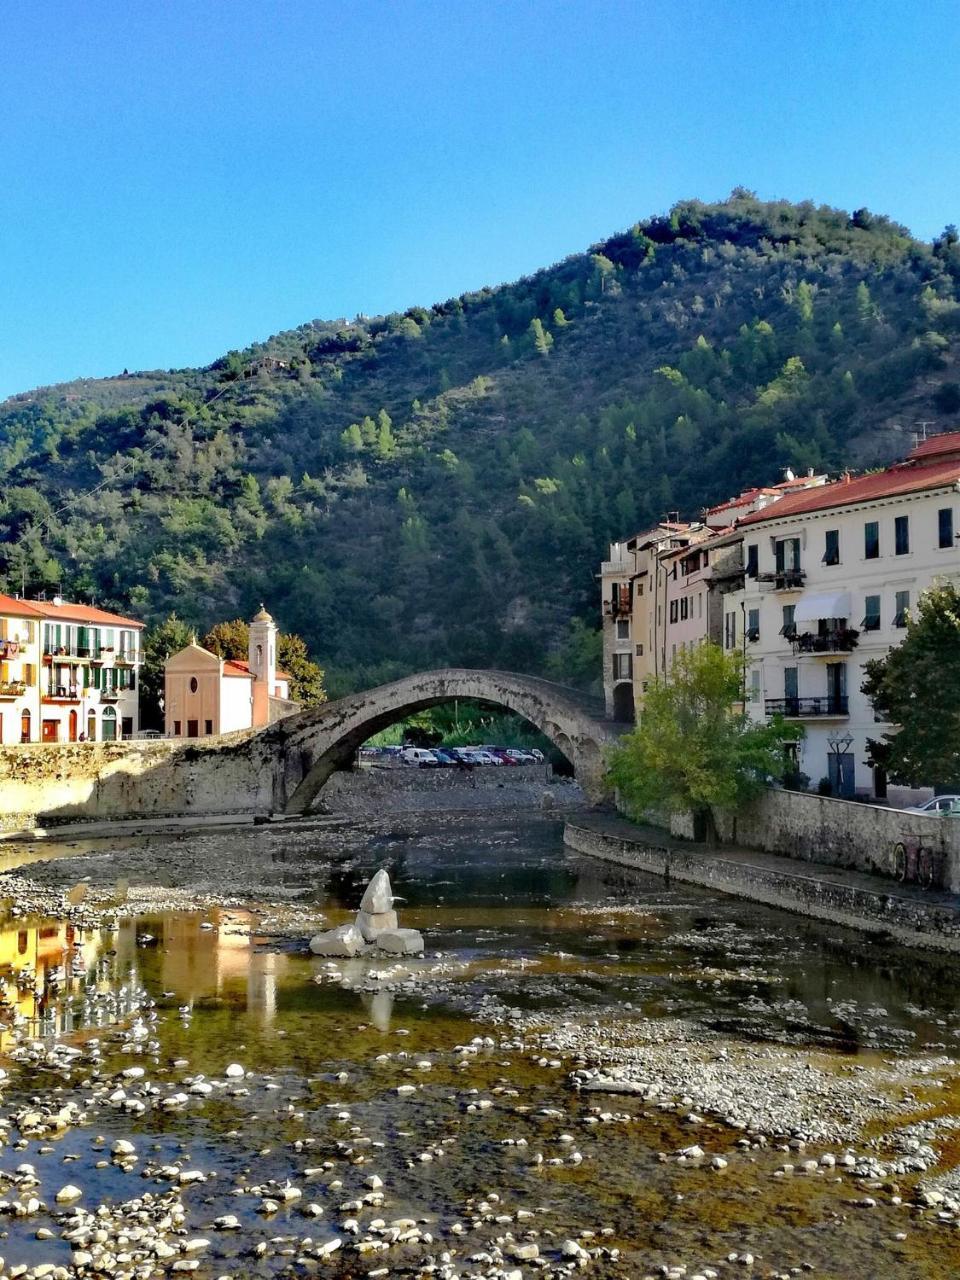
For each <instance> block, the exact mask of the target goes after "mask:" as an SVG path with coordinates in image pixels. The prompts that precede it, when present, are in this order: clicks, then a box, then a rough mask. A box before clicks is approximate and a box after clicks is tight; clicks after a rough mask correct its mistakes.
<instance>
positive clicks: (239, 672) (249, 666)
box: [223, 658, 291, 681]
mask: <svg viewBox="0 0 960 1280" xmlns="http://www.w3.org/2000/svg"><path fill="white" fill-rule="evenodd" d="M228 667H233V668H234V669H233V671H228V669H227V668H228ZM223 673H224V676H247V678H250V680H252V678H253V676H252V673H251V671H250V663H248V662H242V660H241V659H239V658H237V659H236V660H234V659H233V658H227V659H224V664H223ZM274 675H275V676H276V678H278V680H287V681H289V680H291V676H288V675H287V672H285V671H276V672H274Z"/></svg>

____

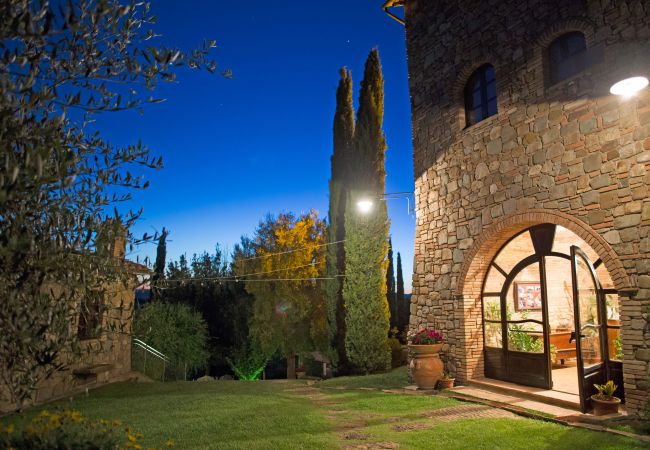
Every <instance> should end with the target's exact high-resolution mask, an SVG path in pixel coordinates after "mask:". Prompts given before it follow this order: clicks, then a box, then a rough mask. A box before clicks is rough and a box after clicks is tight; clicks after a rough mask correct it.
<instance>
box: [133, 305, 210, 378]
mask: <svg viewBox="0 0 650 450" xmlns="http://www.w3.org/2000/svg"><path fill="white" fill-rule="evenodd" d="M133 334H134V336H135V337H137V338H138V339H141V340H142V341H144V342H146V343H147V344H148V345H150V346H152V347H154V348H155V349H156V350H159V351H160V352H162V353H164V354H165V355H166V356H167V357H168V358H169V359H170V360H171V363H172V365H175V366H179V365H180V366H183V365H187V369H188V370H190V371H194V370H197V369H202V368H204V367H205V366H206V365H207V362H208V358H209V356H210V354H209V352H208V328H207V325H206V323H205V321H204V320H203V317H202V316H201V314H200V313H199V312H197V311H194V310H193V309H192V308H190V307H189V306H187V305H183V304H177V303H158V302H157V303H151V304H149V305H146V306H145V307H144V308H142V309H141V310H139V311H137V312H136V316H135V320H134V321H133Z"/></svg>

____

The problem: Output as a Markdown table, with columns headed No. and Text, the lines beginning with the one containing "For each <instance>" and continuing through the one containing "positive clicks: (239, 672) (249, 666)", numbering each row and leaving out any blank lines.

Completed exercise:
| No. | Text |
|---|---|
| 1 | For each <instance> block, the exact mask of the target goes after "mask:" as an SVG path with coordinates in image pixels. The prompts that precede it, when present, are in this order: clicks, then a box, then a rough mask. A box before clicks is approximate and a box after clicks is tight; clicks after a rough mask correct its mistakes. |
| 2 | <instance> |
| 3 | positive clicks: (239, 672) (249, 666) |